** start of TEXT PROVIDED **

Each pipe can have one or more nodes. In this pipe, as we can see, we’re defining two nodes: only_buy_events and top_per_day.

  • The first one filters “buy” events and extracts some data from the json column.

  • The second one runs the aggregation.

The pattern to define a pipeline is simple: use NODE to start a new node and then use SQL > to define the SQL for that node. Notice you can use other nodes inside the SQL. In this case, the second node uses the first one only_buy_events.

Pushing a pipe is the same as pushing a data source:

Populate
$ tb push pipes/top_product_per_day.pipe --populate
** Processing pipes/top_product_per_day.pipe
** Building dependencies
** Creating top_product_per_day
** Populate job url https://api.tinybird.co/v0/jobs/c7819921-aca0-4424-98c5-9223ca2475c3
** not pushing fixtures

In this case, it’s a materialized node. If you want to populate with the existing data in events table you can use --populate flag

When using the --populate flag you get a job URL. Data population is done in backgroundo, so you can check the status of the job by checking the URL provided.

Define endpoints

Endpoints are the way you expose the data to be consumed. They look pretty similar to pipes and, well, they are actually pipes that transform the data but add an extra step that exposes the data.

** end of TEXT PROVIDED **

TO BE DONE:
**a.** Summarize the text on pipes, nodes, and endpoints in two sentences.
**b.** Carry the text on pipes, nodes, and endpoints forward from its final sentence.

** start of INFORMATION SHOWN **

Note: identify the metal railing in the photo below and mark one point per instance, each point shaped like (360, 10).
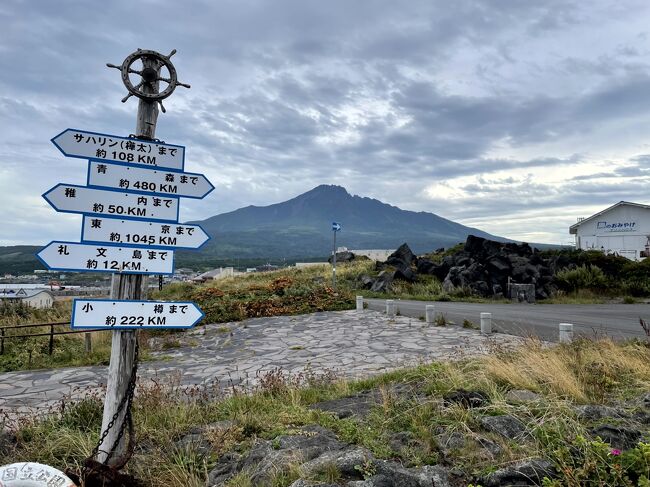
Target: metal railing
(51, 334)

** end of INFORMATION SHOWN **

RESPONSES FOR EACH TASK:
**a.** A pipe can hold one or more nodes, each begun with NODE and given its SQL with SQL >, and a node's SQL can draw on other nodes, as the second node here uses only_buy_events. A pipe is pushed the same way as a data source, and the --populate flag fills a materialized node with the existing data in the background and returns a job URL for checking its status; endpoints, which expose data for consumption, are pipes that add an extra step to do the exposing.

**b.**
Let’s look into endpoints/top_products.pipe

NODE endpoint
DESCRIPTION >
    returns top 10 products for the last week
SQL >
    SELECT
        date,
        topKMerge(10)(top_10) AS top_10
    FROM top_per_day
    WHERE date > today() - interval 7 day
    GROUP BY date

The syntax is exactly the same we’re using in the data transformation pipes, but now, the results can be accessed through the endpoint https://api.tinybird.co/v0/top_products.json?token=TOKEN

When you push an endpoint a TOKEN with PIPE:READ permissions is automatically created. You can see it from the tokens UI or directly from the CLI with the command tb pipe token_read <endpoint_name>

Let’s push it now:

Push the top products pipe
$ tb push endpoints/top_products.pipe
** Processing endpoints/top_products.pipe
** Building dependencies
** Creating top_products
** => Test endpoint at https://api.tinybird.co/v0/pipes/top_products.json
** not pushing fixtures

It’s possible to add parameters to any endpoint. For example, let’s parametrize the dates to be able to filter the data between two dates:

NODE endpoint
DESCRIPTION >
    returns top 10 products for the last week
SQL >
    %
    SELECT
        date,
        topKMerge(10)(top_10) AS top_10
    FROM top_per_day
    WHERE date between {{Date(start)}} AND {{Date(end)}}
    GRUP BY date

Now, the endpoint can receive start and end parameters: https://api.tinybird.co/v0/top_products.json?start=2018-09-07&end=2018-09-17&token=TOKEN

The supported types for the parameters are: Boolean, DateTime, Date, Float32, Float64, Int, Integer, Int8, Int16, UInt8, UInt16, UInt32, Int32, Int64, UInt64, Symbol, String

Note that for the parameters templating to work you need to start your NODE SQL definition by the character %

Overriding an endpoint or a data pipe

When working on a project, you usually need to push several versions of the same file. You can override a pipe that has already been pushed using the --force flag.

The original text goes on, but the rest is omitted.